Goal:
Would you restate all the data that follows, word for word?

Entries taken from a collection
------------------------

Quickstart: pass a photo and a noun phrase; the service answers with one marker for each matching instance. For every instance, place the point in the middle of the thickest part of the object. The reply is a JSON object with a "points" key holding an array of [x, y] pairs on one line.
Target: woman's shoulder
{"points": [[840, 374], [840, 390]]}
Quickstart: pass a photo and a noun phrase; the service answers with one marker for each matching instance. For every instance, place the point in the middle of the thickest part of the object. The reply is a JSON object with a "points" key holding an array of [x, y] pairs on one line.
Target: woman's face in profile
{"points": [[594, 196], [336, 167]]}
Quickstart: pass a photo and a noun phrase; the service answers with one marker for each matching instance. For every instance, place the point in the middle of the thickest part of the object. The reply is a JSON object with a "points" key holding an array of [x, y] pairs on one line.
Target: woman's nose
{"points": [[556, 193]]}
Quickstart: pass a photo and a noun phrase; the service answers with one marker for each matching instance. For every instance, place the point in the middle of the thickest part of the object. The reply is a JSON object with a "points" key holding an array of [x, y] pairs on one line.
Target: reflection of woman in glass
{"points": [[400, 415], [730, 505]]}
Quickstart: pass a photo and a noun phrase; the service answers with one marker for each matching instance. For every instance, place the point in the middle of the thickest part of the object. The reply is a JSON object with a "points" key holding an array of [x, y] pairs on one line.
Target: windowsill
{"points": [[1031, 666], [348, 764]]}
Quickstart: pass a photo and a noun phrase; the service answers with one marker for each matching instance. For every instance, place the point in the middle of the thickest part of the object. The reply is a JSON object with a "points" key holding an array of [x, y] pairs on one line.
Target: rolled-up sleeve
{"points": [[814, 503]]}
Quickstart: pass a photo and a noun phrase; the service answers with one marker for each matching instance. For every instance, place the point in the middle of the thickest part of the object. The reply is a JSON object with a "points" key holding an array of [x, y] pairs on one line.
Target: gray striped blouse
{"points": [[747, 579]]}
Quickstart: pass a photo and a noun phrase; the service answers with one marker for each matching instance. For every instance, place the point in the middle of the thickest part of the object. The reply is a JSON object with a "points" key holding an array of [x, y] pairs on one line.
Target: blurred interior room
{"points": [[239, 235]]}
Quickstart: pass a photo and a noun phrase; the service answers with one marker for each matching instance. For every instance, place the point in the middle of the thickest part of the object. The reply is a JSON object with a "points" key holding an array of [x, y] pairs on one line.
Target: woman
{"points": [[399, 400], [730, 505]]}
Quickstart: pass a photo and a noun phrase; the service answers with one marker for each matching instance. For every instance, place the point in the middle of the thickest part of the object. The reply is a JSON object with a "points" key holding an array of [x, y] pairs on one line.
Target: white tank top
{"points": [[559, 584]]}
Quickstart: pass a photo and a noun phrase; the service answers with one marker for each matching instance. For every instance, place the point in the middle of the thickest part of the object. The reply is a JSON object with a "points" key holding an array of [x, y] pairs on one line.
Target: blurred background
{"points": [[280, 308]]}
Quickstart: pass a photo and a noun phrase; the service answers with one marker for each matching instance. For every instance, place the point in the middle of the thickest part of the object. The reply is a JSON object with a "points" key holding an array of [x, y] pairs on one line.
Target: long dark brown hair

------------------------

Solution:
Quickstart: pass a photo and a noun phrase; the service answers with one marker for each matching instance. For every instance, place the point in the middle of the thickest part of the object. The reply is a JSON object with a "points" key holding an array of [x, y] pairs on one line.
Target: woman's shoulder
{"points": [[840, 374], [840, 390]]}
Quickstart: pass a photo and a noun phrase; the service answers with one marker for each matching instance. For every instance, place the point in the middle of the thickest part of the object. The reply is a JSON object with a "points" key holding an array of [x, y] pairs on one line.
Target: woman's face in profile
{"points": [[594, 196], [336, 167]]}
Quickstart: pass a photo and a noun phrase; the service answers with one marker for each matching instance. For every instance, place the point in the middle of the thickest part of the object. The reply is a JSON object with a "points" key holding an array of [x, y] pairs on one line.
Target: woman's nose
{"points": [[556, 193]]}
Quickstart: pass a photo and a noun phrase; the service answers with one marker for each matching instance. For every instance, place the point in the middle of the thickest part of the object. The reply is a JSON object with a "points" key holding an array of [x, y] pairs on one line.
Target: reflection of woman in glass
{"points": [[400, 415], [730, 505]]}
Quickstart: pass a photo and a noun phrase; the service answers with one marker for each matching instance. For every instance, place the point in the middle of the thickest part of the object. The reply is a JSON object with a "points" key holding an array of [x, y] pairs on one line.
Target: windowsill
{"points": [[1031, 666], [348, 764]]}
Quickstart: pass a photo and a noun phrase; the service answers with one marker for each matching instance. For every instance, place the point in the middle of the thickest part of the object. The reply is a JSON object with a "points" key holding an array of [x, y] pairs on one line.
Target: rolled-up sleeve
{"points": [[814, 503]]}
Quickstart: pass a photo and a noun phrase; the service answers with one marker for each matching instance. For every instance, place the point in the middle of the thickest part of the object. The reply is a JSON object with a "points" key holding an array of [x, y] pairs on one line.
Target: gray striped blouse
{"points": [[747, 579]]}
Quickstart: pass a photo and a noun phrase; the service answers with one marker for each matching instance. For every instance, place the point in the middle of the thickest part of the object. The reply is a JSON object with a "points" key holding an array of [x, y] pairs on one line.
Target: blurred interior room
{"points": [[239, 235]]}
Quickstart: pass a photo and a noun phrase; the service answers with one marker for each matching instance. For every instance, place the point in the middle of the thickest part of the object. The reply is a JSON object with a "points" key holding an array of [x, y] pairs on one line.
Target: woman
{"points": [[399, 400], [730, 505]]}
Quickstart: pass a photo and a noun phrase; the service answers with one marker for each matching instance. For every instance, place the point in the middle of the thickest part of the object. The reply is a JSON object with a "points" key holding an array of [x, y] pairs on one line.
Target: white tank top
{"points": [[559, 584]]}
Quickstart: pass a photo and a noun phrase; the service answers with one marker for each matching instance. For every instance, place the point in the middle of the thickest part of the object. The reply is a JSON object with a "points" key holding an array of [x, y] pairs on one line.
Target: blurred background
{"points": [[280, 308]]}
Quickstart: pass a photo and a noun phrase; the service answers with one marker for each matching instance. For every instance, place the point in the middle of the thickest part of the object. The reply is a JSON object with a "points" key holding an array of [x, y] pairs on one line.
Target: long dark brown hair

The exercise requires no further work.